• Document segment
-------------------------
Someone goes to prison after a stranger records them criticizing the monarchy. Someone else is turned in by their own brother for remarks made in the privacy of their home. An elderly man goes to prison for scrawling graffiti in a men’s restroom at a shopping mall.
A new book presents readers these and other cases in a brief but disturbing anthology of 22 lese majeste cases from the past decade. The 10 writers who contributed to the short volume, published in Thai by a legal reform group, seeks to put human faces to these cases. But depending on one’s political perspective, “Room for Rent: No. 112,” either reads as a cautionary tale or litany of deserved sufferings.
Since May 2014, Thailand under the military junta has seen the prosecution of more than 60 new lese majeste cases. The book, published by the Internet Law Reform Dialogue, or iLaw, details some of these new cases but includes older ones as well.
The writers note in the preface that they do not expect to change everyone’s mind about the law but at least get them to see the 22 suspects and convicts as human.
The slim volume is filled with dramatic accounts. It’s worth noting, as the preface explains, that some of the names have been changed and that – other than in two cases – no family names are revealed. This says a lot about the enduring stigma lingering over anyone charged or convicted of the controversial crime, prosecution of which often entails the refusal to grant bail and the use of secret trials. The maximum punishment is 15 years in prison, per offense. Except for a few famous cases, readers can’t be sure if the names used in the stories are real, as the writers do not specify one way or the other.
-------------------------
• Material

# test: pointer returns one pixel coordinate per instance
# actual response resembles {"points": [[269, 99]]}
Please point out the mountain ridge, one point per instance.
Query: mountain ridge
-------------------------
• Task list
(1) In the article about the lese majeste book, why can't readers be sure whether the names in the stories are real? Answer in one to three sentences.
(2) According to the article about the lese majeste book, what is the maximum punishment for the crime?
(3) Carry the article about the lese majeste book forward from its last sentence.
None of the lines are needed for this work.

• Answers below
(1) The preface explains that some of the names have been changed. Except for a few famous cases, the writers don't say which names are real and which are not.

(2) Fifteen years in prison per offense.

(3)
Brother Against Brother, Passenger Against Driver
Among the more disturbing accounts of lese majeste cases is the one against a man identified as Yutthapoom. His brother claims the man said abusive words against the king when the king’s image appeared on TV one evening, and he found in their home a CD on which his brother had written something defamatory against the monarchy. Yuttahpoom denied all charges. Despite testimony from their mother that there was deep-rooted bad blood between the two, the plaintiff’s admission they were in conflict and the court’s inability to prove whose handwriting was on the disc, Yutthapoon ended up spending 11 months and three weeks in prison before the case was dismissed in September 2013.
“This case added to the climate of fear about peacefully debating [the monarchy] in Thai society. It pushed everything related to the king to become so sensitive that it couldn’t even be uttered between family members,” the book notes on page 99.
Then there’s Bangkok taxi driver Yuthasak, who ended up being charged after he made what was deemed a critical comment against the monarchy in a verbal debate with a passenger. The passenger recorded the conversation and Yutthasak was subsequently arrested soon after the May 2014 coup. Pleading guilty, he was given a reduced sentence in August 2014 from five to two and a half years. Another cautionary tale.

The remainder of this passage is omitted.